Text passage —
_ _ _ _ _ _ _

Do not just train on the happy path. Include examples where the user asks something outside the model's scope, provides incomplete information, or makes mistakes. Show the model how to handle these gracefully.

Balance Your Categories

If you are fine-tuning a classifier, ensure each category has roughly equal representation. A dataset with 90% positive examples and 10% negative examples will produce a model biased toward positive classifications.

Validate Before Uploading

Common validation errors that waste time:

  • Trailing commas in JSON objects
  • Missing closing brackets or braces
  • Empty content fields
  • Wrong role names (bot instead of assistant)
  • Conversations that do not end with the assistant role
  • Lines that exceed the provider's size limit

Run your file through the [JSON Formatter](/tools/json-formatter) line by line to catch syntax errors before uploading.

Key Takeaway

The format gets your data accepted.

FAQ

How many training examples do I need for fine-tuning?

OpenAI requires a minimum of 10 examples but recommends 50-100 for a noticeable improvement. For complex tasks like code generation or domain-specific reasoning, 200-500 high-quality examples typically produce strong results. Beyond 1,000 examples, improvements plateau unless you are addressing a very diverse set of tasks. Quality matters more than quantity.

Can I fine-tune open-source models like Llama with the same data format?

Not directly. Open-source models use different training frameworks (like Hugging Face Transformers, Axolotl, or LLaMA Factory), each with their own data format conventions. However, the conceptual structure is similar: input-output pairs organized as conversations. The [Fine-Tuning Formatter](/tools/fine-tuning-formatter) can convert between common formats.

How long does fine-tuning take?

OpenAI fine-tuning typically completes in 30 minutes to 2 hours depending on dataset size and model. Anthropic and Google timelines vary. Self-hosted fine-tuning on Llama 70B can take 4-24 hours on a single A100 GPU depending on the dataset and training configuration.

Is fine-tuning better than prompt engineering?

They solve different problems. Prompt engineering is faster, cheaper, and more flexible. Fine-tuning is better for consistent formatting, domain-specific behavior, and reducing token usage (because you no longer need lengthy few-shot examples in every prompt). Start with prompt engineering. Fine-tune only when you have identified a specific behavior that prompting alone cannot achieve reliably.

What happens if my training data has errors?

The model learns from your errors. If 10% of your training examples have incorrect outputs, the fine-tuned model will reproduce those errors approximately 10% of the time. This is why data quality review is critical. Have a domain expert validate a random sample of your training data before uploading it.

Can I fine-tune a model to forget its safety training?

No. All major providers have safeguards that prevent fine-tuning from overriding safety behavior. Attempting to do so will result in your fine-tuning job being rejected or your API access being revoked. Fine-tuning is for specialization within the model's existing safety boundaries.

_ _ _ _ _ _ _

Input data —
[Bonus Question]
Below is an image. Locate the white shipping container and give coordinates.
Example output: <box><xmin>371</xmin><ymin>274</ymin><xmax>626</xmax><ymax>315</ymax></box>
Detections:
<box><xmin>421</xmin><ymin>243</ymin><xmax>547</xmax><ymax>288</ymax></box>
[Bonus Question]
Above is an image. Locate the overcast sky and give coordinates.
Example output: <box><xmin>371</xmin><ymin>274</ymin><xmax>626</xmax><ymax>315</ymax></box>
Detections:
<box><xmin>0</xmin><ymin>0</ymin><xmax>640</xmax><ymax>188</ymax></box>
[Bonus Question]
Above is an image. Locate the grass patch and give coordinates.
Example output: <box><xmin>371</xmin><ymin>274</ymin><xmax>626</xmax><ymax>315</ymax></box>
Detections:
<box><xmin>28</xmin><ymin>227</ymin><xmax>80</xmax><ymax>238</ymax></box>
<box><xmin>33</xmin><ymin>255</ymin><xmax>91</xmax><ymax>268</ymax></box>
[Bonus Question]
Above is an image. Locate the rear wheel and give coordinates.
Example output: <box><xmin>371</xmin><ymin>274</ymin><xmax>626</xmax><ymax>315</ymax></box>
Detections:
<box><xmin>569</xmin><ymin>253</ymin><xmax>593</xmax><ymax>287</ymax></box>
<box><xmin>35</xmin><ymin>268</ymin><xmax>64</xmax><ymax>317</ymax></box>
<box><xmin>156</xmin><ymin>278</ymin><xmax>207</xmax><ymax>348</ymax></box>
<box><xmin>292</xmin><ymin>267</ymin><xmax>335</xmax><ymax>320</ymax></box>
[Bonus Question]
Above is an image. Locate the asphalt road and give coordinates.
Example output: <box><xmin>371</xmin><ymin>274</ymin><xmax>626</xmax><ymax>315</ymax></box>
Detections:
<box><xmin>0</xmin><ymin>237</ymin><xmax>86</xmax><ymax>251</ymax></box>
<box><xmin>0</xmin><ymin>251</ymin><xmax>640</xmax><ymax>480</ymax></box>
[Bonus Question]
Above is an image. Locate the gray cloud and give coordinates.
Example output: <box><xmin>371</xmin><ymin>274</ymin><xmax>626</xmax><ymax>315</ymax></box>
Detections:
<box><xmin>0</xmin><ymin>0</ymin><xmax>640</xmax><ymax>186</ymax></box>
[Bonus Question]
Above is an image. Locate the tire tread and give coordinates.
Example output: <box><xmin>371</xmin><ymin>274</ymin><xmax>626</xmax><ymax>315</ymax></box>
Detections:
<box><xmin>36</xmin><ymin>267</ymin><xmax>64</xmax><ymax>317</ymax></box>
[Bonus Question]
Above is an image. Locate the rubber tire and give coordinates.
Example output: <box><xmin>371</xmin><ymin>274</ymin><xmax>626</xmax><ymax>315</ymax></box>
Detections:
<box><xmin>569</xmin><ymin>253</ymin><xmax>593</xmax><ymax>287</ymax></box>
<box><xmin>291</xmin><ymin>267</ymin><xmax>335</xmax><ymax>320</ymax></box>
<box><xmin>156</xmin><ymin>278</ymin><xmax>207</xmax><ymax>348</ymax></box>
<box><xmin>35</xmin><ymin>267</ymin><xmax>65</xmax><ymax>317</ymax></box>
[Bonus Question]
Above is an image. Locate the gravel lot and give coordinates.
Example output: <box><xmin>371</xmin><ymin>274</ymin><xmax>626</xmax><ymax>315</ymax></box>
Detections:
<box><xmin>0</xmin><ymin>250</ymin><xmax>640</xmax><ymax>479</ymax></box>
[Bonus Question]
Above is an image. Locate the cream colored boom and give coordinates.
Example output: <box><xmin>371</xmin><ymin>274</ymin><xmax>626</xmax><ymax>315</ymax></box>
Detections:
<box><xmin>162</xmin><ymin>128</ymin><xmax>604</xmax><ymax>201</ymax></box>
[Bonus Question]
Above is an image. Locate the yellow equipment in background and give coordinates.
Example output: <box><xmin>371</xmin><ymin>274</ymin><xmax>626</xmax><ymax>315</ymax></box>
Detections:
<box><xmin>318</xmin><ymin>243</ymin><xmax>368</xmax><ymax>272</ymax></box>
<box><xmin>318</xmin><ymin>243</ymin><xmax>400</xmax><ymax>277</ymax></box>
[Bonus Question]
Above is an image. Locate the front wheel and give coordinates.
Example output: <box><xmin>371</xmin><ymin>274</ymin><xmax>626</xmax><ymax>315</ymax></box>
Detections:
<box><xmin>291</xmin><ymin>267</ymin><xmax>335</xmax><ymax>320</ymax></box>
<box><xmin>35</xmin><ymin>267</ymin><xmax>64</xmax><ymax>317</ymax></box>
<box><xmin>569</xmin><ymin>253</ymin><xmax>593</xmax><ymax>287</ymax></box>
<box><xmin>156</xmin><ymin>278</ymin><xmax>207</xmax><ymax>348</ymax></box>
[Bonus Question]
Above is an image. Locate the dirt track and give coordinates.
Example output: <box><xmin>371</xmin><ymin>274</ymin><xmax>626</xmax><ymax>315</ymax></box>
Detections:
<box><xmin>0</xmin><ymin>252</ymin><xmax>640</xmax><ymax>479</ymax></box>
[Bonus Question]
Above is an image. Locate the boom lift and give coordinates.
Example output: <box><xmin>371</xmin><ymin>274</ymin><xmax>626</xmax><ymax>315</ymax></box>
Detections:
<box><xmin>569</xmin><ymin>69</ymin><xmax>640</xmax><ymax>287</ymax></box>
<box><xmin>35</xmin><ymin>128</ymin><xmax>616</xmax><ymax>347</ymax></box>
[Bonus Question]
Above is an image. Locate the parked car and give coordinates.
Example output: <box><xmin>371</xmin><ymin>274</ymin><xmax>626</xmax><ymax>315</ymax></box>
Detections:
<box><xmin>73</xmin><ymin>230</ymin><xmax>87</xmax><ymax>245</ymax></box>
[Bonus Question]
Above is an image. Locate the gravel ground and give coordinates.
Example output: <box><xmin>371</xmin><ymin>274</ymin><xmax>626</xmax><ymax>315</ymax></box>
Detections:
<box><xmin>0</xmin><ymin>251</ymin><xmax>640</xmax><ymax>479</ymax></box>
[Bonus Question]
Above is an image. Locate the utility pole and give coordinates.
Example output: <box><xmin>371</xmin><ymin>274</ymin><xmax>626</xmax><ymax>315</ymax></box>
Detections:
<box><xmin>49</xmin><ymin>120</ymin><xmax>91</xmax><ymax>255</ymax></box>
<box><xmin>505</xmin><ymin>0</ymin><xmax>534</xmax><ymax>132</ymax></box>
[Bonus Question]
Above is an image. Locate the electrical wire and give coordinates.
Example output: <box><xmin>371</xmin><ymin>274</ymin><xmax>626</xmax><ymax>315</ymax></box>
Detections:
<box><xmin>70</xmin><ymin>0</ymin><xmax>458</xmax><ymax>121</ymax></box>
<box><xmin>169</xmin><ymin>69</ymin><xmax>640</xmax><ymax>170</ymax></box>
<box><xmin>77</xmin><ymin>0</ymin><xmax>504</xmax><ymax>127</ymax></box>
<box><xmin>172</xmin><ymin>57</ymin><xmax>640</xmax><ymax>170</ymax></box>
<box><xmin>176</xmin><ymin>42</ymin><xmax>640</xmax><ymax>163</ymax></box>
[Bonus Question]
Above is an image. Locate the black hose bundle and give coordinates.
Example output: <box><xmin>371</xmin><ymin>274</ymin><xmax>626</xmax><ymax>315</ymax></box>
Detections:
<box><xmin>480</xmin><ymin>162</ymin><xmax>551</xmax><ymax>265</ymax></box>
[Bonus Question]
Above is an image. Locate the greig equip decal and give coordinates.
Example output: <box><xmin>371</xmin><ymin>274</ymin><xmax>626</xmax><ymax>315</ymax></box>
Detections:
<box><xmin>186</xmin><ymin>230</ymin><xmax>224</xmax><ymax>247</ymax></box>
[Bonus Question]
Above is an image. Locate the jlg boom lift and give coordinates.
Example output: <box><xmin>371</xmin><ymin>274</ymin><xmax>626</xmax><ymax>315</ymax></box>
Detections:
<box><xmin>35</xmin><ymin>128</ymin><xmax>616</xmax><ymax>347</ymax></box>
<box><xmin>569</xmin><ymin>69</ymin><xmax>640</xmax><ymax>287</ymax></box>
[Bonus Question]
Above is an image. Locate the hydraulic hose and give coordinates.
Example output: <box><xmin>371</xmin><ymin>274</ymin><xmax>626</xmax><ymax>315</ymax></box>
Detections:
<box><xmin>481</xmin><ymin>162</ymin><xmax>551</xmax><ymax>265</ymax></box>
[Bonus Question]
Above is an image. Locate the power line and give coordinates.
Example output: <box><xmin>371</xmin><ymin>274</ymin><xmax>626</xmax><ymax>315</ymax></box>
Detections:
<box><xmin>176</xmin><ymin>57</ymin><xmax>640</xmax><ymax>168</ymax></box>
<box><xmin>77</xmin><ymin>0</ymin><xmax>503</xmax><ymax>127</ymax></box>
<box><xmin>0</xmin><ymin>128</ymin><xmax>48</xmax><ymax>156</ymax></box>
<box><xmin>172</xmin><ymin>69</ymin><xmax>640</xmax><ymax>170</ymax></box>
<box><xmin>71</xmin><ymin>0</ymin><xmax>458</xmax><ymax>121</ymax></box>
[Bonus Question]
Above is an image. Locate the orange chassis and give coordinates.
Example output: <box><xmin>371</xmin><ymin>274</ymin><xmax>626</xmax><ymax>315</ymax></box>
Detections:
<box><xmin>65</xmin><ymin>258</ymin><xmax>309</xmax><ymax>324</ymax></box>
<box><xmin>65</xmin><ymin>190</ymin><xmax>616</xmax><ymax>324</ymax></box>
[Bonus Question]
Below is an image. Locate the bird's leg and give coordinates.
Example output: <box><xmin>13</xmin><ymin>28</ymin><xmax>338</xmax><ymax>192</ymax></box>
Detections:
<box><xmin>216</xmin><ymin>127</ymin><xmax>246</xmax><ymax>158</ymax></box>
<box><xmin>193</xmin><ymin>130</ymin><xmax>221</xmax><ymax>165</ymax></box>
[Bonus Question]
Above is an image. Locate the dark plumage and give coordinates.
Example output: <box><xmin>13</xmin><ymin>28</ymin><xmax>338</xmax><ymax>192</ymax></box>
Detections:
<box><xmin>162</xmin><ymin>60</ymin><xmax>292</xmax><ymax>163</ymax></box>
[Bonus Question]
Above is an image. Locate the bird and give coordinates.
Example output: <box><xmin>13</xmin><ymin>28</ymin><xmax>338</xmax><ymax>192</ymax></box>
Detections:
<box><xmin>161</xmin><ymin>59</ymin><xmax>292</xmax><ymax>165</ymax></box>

_ _ _ _ _ _ _

Do the statements (a), (b) and (c) below agree with the fine-tuning text above? For each, answer yes or no and quote the deciding words of the text.
(a) OpenAI recommends at least 1,000 examples to get a noticeable improvement.
(b) The text advises beginning with prompt engineering rather than fine-tuning.
(c) Using "bot" as a role name is listed as a validation error.

The completed task —
(a) No: "OpenAI requires a minimum of 10 examples but recommends 50-100 for a noticeable improvement."
(b) Yes: "Start with prompt engineering."
(c) Yes: "Wrong role names (bot instead of assistant)"